Excerpt to read.

# Stuff and Things > Sights and Sounds >  Music Nobody Could Dislike

## ChemEngineer

I can't fathom anyone disliking such music as Beethoven's 6th Symphony, or Romance #2.







What music can you say the same for?

----------

potlatch (09-09-2016)

----------


## Kodiak

I'm sorry, but I'm a metal head and that stuff puts me to sleep and always has.  I did go to the San Francisco Symphony once, but Metallica was playing with them so it's not quite the same. 

Don't get me wrong, I do not dislike Beethoven, but it is background music to me, not something I can sit and listen to with earphones without nodding off.

----------


## Northern Rivers

> I'm sorry, but I'm a metal head and that stuff puts me to sleep and always has.  I did go to the San Francisco Symphony once, but Metallica was playing with them so it's not quite the same. 
> 
> Don't get me wrong, I do not dislike Beethoven, but it is background music to me, not something I can sit and listen to with earphones without nodding off.


I'm a metalhead, too...just wrapping up an album. My greatest influence? Brahms #4. Steve Howe told me it was his, too.

----------


## Katzndogz

When I had the dog grooming shop I always put on classical music for the animals.  Animals are great music lovers.   They always lay down listening to the music.  Some fell asleep.  Cats always had tails that would sort of move with the music.

----------


## Quark

This is probably my favorite Beethoven although I do like all of them:




There's nothing like Classical music to sooth the savage beast after dealing with Liberals all day.

My next favorite music is Sousa marches, Irish folk music, Scottish bag pipes and big band music.

Most everything else is in second place. And I hate rap noise which I refuse to call music. Come to think of it I hate just about all modern music starting with those idiots the Beetles.

----------


## Northern Rivers

Love bagpipes. Spent $500 on a CD and downloaded it into my studio. ETHNO makes it...and there's "ethnic instruments"...bag pipes being Scottish...but, the original ones were Roman...who left them with the Scotts. Awesome, real sound...you can trigger with your guitar.

----------


## ChemEngineer

larsonhellaccordian.png

----------

potlatch (09-09-2016)

----------


## Knightkore

> I'm sorry, but I'm a metal head and that stuff puts me to sleep and always has.  I did go to the San Francisco Symphony once, but Metallica was playing with them so it's not quite the same.

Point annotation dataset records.
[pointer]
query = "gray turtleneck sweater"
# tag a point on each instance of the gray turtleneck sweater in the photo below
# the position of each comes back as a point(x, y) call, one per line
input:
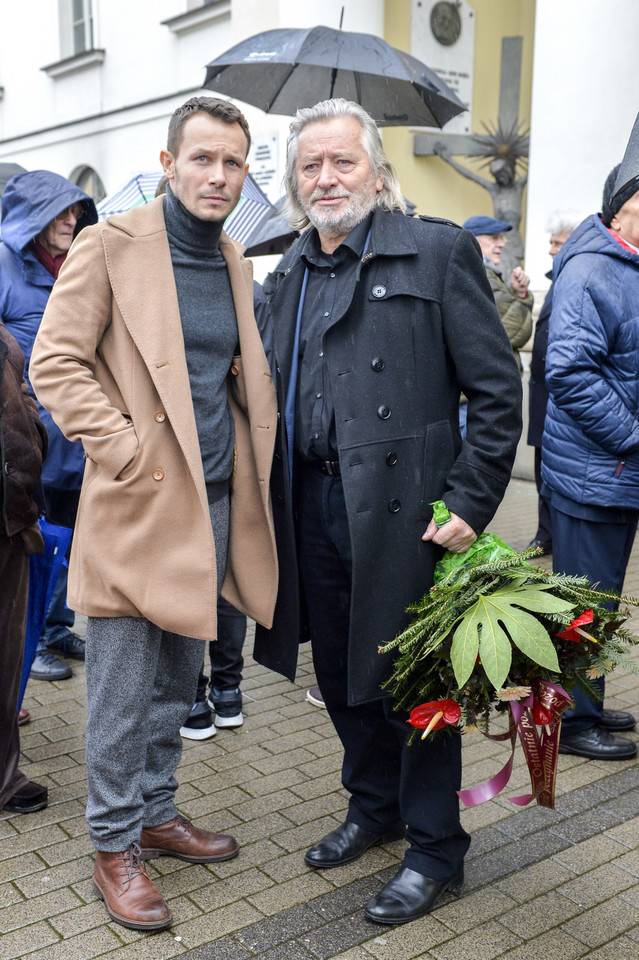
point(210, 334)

==

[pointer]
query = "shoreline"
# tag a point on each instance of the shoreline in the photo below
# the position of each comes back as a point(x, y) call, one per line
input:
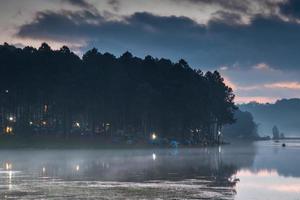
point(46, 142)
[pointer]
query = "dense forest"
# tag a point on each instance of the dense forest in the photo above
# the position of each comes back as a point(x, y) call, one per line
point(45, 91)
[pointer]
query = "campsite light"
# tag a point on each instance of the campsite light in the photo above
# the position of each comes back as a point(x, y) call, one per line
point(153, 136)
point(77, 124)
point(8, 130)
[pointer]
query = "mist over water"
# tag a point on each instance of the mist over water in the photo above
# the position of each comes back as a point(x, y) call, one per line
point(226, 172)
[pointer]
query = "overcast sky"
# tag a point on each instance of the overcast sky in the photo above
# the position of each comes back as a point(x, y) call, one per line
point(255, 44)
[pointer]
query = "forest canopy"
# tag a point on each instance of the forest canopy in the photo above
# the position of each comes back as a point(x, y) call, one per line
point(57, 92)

Exercise requirements.
1. Please reproduce, word for word, the stretch of the music thread from "# Stuff and" through "the same for?".
2. In the music thread, which piece does Northern Rivers name as their greatest influence?

Expected answers.
1.
# Stuff and Things > Sights and Sounds >  Music Nobody Could Dislike

## ChemEngineer

I can't fathom anyone disliking such music as Beethoven's 6th Symphony, or Romance #2.







What music can you say the same for?

2. Brahms #4